> WORK TO COMPLETE
Would it be possible to quote, exactly and in full, the lines from the one with "Indicate one point per instance of the downspout" through the end of the entries below?

--- Start of DATASET RECORDS ---

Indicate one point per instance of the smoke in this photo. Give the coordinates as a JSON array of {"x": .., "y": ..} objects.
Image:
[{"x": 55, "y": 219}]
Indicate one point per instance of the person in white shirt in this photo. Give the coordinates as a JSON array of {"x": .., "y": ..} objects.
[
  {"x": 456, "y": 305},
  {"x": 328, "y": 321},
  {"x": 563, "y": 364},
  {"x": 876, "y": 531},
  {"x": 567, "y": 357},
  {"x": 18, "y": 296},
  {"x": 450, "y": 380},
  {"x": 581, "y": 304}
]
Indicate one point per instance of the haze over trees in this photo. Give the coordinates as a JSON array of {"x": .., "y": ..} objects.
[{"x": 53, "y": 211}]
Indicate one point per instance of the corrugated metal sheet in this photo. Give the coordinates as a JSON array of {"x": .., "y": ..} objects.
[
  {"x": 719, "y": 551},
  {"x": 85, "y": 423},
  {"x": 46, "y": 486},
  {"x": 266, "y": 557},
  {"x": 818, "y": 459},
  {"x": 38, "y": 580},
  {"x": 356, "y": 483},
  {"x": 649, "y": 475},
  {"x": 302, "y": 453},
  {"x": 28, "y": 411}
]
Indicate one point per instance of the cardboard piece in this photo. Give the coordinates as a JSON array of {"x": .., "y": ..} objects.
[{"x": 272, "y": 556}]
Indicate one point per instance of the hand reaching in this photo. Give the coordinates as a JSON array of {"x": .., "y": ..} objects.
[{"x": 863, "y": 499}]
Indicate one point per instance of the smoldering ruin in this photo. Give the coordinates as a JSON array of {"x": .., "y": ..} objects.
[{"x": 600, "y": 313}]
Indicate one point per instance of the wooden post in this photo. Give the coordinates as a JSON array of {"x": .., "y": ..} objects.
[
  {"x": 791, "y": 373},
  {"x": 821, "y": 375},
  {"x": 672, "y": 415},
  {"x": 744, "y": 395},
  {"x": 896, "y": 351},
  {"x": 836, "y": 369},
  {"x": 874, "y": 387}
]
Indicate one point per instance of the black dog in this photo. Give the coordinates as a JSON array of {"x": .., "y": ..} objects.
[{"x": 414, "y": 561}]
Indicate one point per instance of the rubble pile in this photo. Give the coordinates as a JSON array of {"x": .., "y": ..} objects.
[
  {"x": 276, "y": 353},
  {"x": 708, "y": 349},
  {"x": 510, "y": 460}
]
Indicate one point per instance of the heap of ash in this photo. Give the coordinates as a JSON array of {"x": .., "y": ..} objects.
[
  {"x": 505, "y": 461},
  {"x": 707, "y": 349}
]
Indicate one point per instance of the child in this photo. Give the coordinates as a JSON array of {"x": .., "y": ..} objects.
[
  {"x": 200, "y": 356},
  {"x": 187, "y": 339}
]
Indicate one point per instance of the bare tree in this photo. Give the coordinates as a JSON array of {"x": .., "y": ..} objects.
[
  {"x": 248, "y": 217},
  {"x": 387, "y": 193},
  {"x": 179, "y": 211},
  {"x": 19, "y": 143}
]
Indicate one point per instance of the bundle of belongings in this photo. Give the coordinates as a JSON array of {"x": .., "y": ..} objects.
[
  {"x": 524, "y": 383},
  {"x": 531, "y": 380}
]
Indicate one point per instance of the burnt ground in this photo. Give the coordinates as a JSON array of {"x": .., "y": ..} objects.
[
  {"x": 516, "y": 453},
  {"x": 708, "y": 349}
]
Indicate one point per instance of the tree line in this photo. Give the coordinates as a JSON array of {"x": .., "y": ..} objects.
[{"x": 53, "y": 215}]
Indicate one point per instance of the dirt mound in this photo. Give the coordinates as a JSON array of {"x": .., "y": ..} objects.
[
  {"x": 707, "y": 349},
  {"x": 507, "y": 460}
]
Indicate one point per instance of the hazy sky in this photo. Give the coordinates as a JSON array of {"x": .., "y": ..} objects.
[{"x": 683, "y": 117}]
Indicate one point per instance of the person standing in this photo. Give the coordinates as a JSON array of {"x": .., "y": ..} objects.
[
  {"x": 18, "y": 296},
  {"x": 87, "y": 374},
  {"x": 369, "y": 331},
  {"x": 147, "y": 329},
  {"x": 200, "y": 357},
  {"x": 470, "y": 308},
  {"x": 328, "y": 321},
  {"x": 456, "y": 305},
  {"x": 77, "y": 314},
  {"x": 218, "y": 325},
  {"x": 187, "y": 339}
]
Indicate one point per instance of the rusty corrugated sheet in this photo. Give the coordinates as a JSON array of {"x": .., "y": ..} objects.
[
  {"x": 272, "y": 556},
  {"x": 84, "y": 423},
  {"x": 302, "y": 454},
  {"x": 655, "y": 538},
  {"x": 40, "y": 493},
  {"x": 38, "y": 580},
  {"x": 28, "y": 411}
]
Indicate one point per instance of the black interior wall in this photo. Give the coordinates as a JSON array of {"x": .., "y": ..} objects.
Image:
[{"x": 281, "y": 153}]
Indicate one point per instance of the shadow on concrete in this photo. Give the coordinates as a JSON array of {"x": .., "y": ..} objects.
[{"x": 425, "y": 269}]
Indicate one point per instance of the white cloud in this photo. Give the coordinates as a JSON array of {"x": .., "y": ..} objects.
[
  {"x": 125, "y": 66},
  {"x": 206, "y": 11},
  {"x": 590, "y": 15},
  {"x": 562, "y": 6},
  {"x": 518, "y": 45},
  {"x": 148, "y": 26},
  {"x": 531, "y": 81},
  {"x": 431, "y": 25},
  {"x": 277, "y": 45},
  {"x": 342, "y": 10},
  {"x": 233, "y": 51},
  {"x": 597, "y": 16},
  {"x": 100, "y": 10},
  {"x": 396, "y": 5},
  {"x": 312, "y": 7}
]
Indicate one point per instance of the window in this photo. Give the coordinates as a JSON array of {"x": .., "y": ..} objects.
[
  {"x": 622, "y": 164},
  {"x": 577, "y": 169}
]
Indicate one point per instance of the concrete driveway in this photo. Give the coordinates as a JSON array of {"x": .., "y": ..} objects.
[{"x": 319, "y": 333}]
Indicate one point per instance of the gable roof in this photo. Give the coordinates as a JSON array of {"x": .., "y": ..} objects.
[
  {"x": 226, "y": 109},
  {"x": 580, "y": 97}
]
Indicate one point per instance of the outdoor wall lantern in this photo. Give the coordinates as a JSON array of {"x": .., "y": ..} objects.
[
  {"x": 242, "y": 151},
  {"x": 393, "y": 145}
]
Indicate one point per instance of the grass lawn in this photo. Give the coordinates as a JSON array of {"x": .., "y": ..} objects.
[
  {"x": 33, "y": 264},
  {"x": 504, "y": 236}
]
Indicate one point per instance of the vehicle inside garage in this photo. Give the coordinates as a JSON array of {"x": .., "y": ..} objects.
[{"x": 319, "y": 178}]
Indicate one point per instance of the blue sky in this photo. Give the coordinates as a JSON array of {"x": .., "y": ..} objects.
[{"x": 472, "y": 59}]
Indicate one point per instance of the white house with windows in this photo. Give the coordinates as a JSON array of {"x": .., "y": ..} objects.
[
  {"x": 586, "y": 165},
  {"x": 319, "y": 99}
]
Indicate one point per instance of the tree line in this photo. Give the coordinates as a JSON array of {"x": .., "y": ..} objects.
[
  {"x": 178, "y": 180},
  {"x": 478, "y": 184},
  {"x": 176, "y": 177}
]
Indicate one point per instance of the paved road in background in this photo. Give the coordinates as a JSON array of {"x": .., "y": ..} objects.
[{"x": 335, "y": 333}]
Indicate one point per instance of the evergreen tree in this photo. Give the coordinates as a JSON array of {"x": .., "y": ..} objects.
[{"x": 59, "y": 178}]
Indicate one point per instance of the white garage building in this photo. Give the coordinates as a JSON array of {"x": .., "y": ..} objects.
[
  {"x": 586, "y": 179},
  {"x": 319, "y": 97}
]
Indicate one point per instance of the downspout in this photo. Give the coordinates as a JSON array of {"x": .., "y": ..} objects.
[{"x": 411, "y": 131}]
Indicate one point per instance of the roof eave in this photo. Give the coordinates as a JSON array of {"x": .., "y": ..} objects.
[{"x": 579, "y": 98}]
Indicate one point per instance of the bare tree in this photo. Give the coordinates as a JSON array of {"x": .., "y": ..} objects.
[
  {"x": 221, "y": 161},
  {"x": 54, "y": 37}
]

--- End of DATASET RECORDS ---

> WRITTEN RESPONSE
Indicate one point per instance of the downspout in this photo. Give the coordinates as a JSON array of {"x": .., "y": ..} objects.
[{"x": 411, "y": 131}]
Indicate one point per instance of the roof eave in this photo. Give the coordinates as a JSON array of {"x": .., "y": ..} objects.
[{"x": 579, "y": 98}]
Indicate one point per instance of the bare tree in this photo. Give the coordinates as a JSON array of {"x": .., "y": ..} objects.
[
  {"x": 221, "y": 161},
  {"x": 54, "y": 37}
]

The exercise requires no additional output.